**Entries supplied:**
===============

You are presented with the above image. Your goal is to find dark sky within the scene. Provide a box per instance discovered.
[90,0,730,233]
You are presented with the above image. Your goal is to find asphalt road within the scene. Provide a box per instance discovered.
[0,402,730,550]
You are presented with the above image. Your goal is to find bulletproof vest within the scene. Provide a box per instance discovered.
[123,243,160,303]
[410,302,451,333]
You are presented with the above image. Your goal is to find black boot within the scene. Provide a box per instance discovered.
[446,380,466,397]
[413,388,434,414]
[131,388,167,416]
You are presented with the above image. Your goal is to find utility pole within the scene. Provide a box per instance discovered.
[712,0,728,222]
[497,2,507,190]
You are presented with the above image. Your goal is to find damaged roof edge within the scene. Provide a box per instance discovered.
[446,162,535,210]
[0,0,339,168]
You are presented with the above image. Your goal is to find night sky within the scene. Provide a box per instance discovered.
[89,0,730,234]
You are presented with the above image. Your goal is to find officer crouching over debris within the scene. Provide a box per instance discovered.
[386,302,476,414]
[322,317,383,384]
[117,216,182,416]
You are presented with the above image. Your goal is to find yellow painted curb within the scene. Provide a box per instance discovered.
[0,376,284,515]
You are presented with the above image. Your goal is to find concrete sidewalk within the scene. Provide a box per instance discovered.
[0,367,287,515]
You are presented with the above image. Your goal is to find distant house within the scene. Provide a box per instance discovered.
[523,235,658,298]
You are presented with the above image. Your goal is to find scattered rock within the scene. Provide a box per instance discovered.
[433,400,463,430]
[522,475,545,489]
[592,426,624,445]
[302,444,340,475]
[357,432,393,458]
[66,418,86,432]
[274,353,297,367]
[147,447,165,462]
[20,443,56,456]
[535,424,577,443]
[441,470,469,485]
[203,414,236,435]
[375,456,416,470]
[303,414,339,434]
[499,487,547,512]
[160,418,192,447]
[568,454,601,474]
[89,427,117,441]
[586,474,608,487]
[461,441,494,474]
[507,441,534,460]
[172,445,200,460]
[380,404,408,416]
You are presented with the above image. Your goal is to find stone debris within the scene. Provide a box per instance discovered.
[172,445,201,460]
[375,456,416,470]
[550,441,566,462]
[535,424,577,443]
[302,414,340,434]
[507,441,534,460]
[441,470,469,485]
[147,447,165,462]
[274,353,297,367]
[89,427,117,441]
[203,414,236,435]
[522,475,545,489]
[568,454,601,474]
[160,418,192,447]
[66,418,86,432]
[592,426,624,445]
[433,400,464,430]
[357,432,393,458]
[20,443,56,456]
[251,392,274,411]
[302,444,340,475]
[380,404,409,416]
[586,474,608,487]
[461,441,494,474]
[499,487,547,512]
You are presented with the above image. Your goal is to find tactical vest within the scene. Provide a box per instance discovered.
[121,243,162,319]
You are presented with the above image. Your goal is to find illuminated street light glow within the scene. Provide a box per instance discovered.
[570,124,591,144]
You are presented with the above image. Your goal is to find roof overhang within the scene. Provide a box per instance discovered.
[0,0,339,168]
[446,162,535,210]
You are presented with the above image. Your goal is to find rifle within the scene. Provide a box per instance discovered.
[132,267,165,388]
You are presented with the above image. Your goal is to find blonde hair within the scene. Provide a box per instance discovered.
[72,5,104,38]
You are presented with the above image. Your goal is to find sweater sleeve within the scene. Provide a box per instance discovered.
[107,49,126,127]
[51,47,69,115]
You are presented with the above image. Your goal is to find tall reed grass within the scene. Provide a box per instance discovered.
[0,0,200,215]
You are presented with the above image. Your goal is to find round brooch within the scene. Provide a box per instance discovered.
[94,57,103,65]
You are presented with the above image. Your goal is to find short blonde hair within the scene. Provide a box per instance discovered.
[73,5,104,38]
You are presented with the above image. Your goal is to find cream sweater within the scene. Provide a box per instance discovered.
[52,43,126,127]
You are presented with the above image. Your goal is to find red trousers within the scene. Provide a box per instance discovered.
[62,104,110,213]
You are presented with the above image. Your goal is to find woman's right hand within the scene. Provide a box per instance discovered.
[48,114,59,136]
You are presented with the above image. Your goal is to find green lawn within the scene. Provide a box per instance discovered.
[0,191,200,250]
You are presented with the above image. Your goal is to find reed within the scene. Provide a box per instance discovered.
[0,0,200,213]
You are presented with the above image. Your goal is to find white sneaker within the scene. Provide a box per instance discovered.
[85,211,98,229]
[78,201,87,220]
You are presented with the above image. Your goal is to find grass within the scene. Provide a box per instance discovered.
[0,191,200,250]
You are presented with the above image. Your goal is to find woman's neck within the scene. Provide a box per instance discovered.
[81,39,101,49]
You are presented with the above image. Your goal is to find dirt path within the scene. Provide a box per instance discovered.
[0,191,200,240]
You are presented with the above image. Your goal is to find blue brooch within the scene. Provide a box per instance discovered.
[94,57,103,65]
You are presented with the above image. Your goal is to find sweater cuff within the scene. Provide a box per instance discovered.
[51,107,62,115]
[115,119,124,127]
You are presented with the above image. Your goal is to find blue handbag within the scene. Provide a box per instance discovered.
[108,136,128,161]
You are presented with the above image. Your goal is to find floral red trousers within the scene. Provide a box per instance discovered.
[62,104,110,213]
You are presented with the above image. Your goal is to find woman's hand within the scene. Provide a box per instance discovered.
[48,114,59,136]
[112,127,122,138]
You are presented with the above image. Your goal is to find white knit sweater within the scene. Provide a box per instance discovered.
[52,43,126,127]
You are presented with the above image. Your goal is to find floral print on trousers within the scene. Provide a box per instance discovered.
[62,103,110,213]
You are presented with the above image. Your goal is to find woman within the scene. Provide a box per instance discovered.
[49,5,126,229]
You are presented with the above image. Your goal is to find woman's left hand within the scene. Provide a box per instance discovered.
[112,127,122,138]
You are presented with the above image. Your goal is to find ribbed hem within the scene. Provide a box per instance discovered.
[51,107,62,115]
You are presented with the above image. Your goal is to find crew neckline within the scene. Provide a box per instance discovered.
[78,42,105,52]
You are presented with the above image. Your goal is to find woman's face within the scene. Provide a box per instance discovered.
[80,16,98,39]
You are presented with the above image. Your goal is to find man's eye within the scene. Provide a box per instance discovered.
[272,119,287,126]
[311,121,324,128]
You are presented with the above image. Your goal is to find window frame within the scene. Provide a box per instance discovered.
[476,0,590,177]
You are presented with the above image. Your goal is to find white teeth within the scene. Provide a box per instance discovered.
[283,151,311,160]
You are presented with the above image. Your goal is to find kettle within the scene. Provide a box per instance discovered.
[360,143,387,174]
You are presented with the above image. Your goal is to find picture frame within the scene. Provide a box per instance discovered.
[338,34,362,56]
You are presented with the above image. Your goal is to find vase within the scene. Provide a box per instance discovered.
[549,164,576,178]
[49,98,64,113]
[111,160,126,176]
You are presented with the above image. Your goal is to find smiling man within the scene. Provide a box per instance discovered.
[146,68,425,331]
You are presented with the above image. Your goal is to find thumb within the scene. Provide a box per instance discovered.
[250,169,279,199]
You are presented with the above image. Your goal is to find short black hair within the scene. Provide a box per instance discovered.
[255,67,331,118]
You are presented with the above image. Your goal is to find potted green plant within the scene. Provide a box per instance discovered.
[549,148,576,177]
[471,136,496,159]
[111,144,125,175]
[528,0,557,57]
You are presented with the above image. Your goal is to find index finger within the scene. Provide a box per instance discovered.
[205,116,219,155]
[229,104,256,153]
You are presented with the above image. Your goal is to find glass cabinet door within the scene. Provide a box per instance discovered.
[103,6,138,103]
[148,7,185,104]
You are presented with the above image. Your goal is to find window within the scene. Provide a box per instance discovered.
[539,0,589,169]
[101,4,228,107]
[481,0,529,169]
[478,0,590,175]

===============

**Directions for this task:** Render the material as a numbered list, starting with the line that contains "to find distant" and going on through the line that contains "[523,235,658,298]". Leave out any blank lines.

**Response to this task:**
1. You are presented with the above image. Your goal is to find distant house within the scene. Provide a box per instance discovered.
2. [523,235,658,298]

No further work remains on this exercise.